[Required task]:
Pick out each line in the rows below that contains the word "house" and copy it out. Matches must have the same case.

[Data to process]:
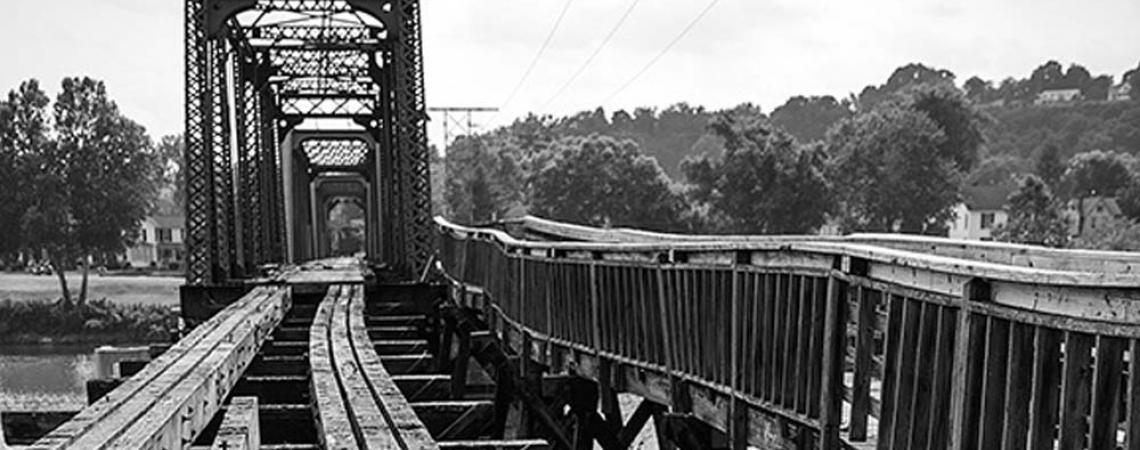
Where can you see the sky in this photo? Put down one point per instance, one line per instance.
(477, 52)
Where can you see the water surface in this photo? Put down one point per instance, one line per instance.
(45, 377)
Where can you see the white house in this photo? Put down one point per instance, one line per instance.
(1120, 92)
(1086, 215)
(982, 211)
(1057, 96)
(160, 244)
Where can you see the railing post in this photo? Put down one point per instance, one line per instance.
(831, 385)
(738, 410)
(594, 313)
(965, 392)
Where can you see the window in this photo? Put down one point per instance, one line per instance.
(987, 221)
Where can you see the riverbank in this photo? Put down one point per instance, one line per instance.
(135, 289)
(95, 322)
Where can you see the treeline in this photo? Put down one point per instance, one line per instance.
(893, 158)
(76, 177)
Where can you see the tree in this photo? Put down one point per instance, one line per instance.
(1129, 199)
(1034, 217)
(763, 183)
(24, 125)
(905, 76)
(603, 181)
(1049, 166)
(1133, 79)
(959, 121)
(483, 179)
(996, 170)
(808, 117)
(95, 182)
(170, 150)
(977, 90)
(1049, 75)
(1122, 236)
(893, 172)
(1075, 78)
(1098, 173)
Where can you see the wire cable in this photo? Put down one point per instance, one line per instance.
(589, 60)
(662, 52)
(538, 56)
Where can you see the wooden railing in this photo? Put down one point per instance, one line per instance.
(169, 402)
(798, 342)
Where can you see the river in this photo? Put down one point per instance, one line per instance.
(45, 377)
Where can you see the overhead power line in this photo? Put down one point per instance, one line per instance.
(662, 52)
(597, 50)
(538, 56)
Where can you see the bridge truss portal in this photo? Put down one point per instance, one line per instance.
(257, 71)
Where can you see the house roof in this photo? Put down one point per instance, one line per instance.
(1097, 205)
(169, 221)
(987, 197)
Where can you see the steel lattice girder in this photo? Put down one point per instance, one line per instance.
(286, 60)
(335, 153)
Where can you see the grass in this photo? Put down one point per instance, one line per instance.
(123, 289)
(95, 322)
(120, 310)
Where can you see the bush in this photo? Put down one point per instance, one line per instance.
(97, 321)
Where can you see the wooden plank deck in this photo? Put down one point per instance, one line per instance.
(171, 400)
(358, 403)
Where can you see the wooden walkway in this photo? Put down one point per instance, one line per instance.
* * *
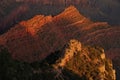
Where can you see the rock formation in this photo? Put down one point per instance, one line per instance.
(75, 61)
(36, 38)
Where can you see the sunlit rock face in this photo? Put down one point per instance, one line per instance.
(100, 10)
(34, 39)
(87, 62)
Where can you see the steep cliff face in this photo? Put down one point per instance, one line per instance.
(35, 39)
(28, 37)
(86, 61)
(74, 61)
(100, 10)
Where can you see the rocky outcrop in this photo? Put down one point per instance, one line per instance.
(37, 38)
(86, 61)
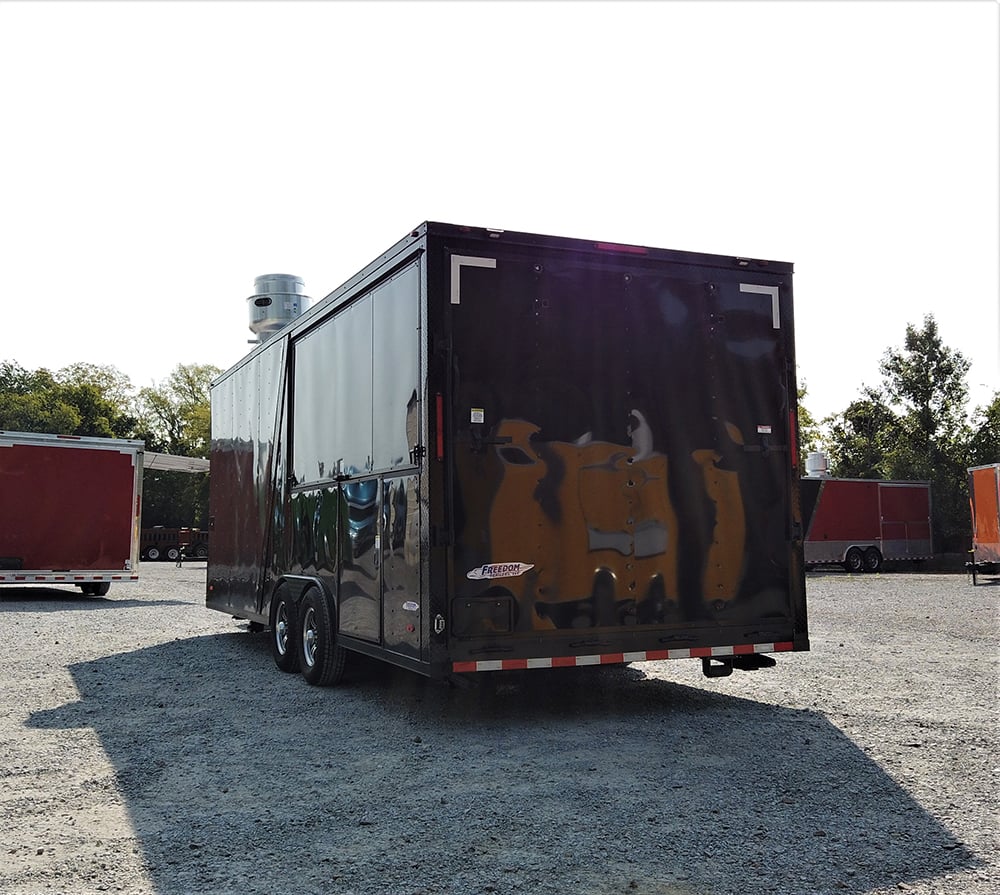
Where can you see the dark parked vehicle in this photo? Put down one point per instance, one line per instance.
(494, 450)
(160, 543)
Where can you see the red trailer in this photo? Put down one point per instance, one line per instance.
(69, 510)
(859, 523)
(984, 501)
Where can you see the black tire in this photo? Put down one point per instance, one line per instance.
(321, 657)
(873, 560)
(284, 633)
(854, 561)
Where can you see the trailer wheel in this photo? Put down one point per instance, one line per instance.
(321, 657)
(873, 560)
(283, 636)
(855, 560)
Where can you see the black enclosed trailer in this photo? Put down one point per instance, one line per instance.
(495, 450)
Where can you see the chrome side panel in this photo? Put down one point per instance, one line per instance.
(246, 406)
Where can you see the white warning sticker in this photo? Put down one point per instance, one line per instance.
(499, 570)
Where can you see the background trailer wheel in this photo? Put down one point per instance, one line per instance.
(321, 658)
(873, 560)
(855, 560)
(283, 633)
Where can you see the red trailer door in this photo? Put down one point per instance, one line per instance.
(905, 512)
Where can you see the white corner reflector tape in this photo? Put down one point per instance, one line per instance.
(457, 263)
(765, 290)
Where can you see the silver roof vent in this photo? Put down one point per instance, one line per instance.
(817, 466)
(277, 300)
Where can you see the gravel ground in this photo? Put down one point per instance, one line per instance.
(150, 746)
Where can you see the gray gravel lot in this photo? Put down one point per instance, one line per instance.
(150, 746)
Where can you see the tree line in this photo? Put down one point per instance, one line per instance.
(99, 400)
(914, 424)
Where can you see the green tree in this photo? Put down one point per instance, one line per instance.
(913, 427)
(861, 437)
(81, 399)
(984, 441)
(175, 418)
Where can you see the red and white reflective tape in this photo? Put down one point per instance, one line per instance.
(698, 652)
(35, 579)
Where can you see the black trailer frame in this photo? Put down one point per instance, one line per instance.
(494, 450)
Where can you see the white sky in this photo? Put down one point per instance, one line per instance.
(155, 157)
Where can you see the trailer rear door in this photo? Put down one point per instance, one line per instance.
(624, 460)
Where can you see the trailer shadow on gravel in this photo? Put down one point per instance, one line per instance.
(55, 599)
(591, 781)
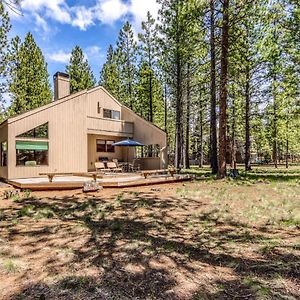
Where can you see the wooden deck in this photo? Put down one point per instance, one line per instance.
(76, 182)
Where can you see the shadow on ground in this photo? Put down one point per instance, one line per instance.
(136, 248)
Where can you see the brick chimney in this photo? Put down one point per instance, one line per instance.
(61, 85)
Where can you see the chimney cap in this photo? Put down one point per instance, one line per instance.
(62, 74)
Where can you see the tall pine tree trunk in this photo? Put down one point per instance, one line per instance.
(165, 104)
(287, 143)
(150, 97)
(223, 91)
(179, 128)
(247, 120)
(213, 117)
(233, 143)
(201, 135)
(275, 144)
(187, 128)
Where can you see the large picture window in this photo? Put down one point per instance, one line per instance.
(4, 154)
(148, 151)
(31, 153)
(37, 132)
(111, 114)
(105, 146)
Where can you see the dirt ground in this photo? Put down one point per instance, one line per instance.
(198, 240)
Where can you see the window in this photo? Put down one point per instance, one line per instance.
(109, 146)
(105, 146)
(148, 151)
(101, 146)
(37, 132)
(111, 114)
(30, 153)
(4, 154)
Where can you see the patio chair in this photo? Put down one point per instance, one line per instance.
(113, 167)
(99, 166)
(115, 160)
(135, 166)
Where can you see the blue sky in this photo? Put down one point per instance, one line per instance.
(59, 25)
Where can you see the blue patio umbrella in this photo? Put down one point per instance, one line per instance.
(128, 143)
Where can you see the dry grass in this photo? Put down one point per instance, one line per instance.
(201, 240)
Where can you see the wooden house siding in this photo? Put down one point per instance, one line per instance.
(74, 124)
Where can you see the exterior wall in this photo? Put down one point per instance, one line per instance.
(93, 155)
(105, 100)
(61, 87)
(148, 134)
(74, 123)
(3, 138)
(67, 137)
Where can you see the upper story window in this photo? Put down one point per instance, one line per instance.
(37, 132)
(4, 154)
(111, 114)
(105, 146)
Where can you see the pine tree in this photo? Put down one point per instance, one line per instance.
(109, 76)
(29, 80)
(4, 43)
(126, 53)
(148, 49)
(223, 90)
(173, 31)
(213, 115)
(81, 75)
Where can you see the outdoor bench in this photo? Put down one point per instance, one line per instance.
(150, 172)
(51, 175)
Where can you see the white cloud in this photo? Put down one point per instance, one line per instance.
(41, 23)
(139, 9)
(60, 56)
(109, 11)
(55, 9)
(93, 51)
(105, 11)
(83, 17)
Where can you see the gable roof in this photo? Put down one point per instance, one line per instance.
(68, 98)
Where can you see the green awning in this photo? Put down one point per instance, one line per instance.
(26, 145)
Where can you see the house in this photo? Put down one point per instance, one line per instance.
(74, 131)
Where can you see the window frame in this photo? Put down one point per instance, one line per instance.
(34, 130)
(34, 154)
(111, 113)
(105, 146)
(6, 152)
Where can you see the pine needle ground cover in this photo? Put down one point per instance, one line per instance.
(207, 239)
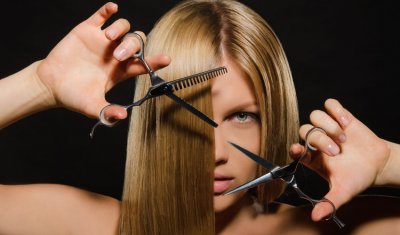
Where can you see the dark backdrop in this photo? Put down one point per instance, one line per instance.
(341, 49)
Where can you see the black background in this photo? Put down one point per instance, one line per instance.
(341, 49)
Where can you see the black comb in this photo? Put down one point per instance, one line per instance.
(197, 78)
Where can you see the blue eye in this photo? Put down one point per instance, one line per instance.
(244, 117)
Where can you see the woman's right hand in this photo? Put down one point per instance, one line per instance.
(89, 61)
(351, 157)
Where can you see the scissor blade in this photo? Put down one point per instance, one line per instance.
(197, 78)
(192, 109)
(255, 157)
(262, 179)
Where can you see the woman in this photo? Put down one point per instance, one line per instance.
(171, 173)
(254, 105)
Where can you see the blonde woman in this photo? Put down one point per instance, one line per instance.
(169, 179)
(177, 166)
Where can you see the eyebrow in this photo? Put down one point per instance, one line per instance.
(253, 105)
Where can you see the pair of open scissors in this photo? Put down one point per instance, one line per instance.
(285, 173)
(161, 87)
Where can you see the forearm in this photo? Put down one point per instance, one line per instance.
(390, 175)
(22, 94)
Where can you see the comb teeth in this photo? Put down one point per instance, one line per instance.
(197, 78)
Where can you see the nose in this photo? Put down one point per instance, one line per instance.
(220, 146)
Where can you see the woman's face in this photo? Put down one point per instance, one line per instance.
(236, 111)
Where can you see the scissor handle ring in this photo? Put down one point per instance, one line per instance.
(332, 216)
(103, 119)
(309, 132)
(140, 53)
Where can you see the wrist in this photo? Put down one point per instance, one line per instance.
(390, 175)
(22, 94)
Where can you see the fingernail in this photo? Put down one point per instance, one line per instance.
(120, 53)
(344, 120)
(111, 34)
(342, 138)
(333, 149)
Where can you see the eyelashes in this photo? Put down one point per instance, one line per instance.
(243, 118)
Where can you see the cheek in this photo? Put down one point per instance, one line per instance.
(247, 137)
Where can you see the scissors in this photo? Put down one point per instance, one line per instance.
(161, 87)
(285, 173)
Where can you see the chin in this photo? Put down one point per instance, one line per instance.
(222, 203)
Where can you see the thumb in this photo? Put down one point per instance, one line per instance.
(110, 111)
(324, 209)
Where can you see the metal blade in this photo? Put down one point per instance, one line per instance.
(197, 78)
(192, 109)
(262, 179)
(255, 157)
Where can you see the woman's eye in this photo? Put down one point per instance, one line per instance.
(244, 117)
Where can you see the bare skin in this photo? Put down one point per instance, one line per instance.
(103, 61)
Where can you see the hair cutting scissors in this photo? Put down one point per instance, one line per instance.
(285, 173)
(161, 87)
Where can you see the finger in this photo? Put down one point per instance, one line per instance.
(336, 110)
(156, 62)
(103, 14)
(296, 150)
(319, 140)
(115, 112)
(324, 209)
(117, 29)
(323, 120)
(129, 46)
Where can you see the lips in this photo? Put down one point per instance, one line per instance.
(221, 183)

[Written response]:
Where can you see the white house in this photo? Put down one point per instance, one line per instance.
Where can you see the house roof in this photo? Put down one point per instance, one line per instance.
Where can you see the wooden house siding in this photo? Put down one point per instance, one line per instance.
Where can you see the house in this photo? Put down one point per instance, one line per instance.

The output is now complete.